Excerpted data
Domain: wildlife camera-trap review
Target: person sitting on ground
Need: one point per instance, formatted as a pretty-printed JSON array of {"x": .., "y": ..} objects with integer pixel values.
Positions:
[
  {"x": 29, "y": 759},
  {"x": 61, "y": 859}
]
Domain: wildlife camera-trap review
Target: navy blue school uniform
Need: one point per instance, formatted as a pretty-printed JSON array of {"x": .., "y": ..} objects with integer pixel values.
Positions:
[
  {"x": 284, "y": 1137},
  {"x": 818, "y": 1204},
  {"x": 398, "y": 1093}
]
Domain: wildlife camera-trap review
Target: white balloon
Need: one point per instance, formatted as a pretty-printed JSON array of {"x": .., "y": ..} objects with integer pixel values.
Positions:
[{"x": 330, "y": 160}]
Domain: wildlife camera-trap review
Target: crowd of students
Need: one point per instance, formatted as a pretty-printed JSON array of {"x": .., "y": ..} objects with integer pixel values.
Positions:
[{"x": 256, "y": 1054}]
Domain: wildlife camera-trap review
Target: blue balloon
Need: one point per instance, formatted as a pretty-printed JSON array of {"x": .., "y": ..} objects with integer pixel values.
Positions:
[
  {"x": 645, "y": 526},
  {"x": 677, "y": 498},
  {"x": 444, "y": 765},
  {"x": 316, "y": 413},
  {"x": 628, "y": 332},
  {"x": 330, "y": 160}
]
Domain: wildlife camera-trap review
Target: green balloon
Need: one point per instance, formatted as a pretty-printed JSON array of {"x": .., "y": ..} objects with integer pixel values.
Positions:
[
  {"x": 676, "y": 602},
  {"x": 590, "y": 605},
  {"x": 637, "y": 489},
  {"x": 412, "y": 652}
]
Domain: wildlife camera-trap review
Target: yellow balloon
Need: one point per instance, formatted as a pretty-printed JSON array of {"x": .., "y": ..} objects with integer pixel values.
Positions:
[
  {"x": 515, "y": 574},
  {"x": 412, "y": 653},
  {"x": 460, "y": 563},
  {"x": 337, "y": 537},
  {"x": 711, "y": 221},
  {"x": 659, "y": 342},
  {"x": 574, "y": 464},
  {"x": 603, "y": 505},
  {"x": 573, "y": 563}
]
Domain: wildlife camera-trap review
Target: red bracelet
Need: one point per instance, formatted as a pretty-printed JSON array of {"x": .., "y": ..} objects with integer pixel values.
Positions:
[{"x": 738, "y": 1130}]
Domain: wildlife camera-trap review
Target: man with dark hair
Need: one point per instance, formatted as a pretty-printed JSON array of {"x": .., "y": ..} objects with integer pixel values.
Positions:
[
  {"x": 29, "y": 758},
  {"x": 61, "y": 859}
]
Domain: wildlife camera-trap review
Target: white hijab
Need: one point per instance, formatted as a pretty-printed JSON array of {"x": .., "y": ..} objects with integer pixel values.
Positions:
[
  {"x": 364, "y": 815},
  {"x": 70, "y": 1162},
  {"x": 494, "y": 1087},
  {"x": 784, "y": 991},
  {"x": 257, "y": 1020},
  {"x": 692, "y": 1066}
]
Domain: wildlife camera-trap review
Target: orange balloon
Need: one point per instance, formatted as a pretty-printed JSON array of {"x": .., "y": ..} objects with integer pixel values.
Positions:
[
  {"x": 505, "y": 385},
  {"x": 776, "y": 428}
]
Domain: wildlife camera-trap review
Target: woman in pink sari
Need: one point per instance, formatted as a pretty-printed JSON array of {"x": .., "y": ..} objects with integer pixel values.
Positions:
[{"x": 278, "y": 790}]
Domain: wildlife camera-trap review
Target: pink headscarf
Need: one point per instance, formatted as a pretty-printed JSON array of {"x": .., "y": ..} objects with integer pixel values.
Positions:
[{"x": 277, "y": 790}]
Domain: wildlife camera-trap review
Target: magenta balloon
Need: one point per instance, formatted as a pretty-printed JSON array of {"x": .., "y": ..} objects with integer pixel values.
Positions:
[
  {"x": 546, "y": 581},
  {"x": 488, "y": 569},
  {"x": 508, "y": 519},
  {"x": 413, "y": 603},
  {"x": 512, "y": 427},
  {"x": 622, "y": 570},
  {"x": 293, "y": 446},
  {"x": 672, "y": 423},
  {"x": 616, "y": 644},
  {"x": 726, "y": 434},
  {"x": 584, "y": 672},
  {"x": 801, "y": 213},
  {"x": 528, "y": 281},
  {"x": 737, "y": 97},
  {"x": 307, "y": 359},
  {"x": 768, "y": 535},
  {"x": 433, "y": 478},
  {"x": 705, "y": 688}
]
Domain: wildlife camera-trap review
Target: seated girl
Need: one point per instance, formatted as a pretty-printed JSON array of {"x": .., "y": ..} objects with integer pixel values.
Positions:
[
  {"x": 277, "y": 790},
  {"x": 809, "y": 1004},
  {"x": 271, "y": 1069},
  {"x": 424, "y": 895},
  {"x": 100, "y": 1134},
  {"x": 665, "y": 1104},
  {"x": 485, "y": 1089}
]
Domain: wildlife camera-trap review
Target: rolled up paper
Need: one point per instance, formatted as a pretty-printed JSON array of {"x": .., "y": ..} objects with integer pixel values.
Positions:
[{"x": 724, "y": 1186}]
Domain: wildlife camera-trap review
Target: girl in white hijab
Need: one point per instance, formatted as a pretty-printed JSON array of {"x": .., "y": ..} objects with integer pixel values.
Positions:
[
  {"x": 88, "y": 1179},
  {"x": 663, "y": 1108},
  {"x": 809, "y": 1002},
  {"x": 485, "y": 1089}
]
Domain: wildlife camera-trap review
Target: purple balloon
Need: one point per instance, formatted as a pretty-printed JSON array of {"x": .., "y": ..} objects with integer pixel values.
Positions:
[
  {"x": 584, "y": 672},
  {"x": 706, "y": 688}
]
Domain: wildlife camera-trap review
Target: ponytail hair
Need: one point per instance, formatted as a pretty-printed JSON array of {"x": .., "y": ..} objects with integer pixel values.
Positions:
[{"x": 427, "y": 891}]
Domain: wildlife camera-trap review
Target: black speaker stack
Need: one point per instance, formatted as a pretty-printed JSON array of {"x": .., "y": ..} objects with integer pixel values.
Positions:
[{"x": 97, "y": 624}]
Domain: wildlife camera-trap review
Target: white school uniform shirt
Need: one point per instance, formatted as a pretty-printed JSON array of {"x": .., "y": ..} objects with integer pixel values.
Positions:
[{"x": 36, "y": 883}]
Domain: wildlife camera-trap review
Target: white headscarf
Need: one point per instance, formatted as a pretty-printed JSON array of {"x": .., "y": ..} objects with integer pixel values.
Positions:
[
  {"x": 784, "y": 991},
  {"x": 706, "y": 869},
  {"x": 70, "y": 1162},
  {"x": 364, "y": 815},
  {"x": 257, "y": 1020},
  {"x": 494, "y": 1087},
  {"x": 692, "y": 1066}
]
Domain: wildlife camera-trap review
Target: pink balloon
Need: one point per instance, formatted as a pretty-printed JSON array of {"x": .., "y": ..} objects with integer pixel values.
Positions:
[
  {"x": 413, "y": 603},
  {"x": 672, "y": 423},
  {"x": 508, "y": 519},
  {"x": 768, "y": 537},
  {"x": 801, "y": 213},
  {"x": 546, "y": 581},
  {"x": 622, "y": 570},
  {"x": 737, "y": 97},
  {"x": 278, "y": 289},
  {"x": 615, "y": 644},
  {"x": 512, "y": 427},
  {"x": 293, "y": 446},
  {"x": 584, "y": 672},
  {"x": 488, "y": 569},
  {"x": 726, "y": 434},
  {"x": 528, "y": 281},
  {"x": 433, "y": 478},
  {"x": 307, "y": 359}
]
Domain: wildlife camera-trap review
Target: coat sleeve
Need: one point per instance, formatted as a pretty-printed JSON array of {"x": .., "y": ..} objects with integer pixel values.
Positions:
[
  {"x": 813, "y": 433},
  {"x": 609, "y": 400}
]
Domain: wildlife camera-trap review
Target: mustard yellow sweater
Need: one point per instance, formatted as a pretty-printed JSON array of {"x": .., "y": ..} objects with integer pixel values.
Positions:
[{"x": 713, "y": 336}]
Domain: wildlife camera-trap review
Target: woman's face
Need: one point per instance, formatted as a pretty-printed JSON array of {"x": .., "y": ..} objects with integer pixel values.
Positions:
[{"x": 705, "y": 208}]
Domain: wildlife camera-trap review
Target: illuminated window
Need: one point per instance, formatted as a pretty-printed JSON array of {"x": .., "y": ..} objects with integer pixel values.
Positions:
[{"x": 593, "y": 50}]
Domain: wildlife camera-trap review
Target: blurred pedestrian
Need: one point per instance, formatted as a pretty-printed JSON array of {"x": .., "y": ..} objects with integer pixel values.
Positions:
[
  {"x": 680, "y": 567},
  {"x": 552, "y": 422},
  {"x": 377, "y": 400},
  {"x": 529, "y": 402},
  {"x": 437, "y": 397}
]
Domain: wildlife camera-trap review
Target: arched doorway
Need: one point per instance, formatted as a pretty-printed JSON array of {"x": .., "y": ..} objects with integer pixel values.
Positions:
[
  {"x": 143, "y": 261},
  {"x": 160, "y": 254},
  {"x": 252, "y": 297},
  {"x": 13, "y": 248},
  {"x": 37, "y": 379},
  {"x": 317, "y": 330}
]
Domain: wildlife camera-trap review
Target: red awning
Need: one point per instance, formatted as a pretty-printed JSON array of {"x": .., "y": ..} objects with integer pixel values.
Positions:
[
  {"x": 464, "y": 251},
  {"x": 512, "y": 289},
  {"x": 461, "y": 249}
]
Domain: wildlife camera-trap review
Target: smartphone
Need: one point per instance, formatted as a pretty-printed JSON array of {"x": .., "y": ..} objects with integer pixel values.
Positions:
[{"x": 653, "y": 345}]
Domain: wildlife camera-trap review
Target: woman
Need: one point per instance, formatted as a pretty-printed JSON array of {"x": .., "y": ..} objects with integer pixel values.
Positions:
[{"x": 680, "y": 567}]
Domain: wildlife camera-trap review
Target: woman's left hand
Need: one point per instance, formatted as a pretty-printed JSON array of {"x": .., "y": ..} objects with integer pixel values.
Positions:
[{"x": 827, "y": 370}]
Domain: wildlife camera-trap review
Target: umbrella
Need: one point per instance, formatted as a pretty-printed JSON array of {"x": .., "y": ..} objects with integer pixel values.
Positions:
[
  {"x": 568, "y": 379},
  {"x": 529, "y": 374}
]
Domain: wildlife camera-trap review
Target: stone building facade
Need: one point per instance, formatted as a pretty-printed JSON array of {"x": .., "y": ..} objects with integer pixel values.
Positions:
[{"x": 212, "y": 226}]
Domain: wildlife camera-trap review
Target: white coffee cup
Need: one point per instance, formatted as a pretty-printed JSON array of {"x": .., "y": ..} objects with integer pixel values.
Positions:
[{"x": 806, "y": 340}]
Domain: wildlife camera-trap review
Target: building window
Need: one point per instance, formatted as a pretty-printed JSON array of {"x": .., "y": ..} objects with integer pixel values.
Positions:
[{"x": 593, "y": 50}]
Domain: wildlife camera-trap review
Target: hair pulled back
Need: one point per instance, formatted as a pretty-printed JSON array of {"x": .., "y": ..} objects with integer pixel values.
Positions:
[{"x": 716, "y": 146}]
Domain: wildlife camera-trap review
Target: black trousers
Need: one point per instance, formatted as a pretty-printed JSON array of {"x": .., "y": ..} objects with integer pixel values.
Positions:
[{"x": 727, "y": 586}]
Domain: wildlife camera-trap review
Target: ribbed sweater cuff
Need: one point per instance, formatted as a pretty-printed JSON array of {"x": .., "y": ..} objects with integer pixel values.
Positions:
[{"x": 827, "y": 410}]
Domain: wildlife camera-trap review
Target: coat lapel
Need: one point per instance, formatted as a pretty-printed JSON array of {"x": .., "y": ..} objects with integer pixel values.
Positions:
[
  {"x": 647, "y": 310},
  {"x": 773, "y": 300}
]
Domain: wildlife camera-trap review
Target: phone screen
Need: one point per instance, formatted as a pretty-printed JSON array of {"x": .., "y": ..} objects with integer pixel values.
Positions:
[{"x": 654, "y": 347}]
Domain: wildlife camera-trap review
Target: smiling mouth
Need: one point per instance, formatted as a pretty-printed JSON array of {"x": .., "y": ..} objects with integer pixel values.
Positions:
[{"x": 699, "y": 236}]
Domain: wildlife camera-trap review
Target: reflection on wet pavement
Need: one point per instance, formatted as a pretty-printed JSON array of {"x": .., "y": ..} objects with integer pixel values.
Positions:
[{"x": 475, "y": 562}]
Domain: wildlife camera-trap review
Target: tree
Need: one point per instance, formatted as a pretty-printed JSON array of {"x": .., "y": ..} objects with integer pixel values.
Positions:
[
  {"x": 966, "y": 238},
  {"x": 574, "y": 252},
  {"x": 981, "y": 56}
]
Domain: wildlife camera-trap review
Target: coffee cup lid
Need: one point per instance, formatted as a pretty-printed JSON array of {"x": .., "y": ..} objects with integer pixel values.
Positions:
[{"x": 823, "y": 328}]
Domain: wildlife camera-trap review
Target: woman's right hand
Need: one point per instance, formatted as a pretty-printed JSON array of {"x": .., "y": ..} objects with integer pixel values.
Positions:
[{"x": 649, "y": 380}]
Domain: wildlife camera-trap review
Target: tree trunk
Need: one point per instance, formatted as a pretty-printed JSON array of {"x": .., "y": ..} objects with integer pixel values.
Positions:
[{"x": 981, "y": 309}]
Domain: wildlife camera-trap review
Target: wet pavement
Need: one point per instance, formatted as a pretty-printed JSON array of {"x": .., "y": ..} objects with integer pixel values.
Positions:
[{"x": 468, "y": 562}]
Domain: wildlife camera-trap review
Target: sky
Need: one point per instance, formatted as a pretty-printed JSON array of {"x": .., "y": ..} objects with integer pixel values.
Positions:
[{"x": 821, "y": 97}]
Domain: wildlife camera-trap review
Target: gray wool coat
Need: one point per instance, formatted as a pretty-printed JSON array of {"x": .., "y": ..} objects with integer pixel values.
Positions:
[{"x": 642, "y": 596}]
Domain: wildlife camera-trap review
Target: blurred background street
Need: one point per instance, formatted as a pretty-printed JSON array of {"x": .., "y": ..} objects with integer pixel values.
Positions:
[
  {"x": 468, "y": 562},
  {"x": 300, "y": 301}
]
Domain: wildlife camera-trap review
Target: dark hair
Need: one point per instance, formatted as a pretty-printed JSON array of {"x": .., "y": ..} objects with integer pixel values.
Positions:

Prompt
Pull out every line of the material above that contains the word "school", matching its case exactly.

Solved problem
Target: navy blue school uniform
Target: white school uniform shirt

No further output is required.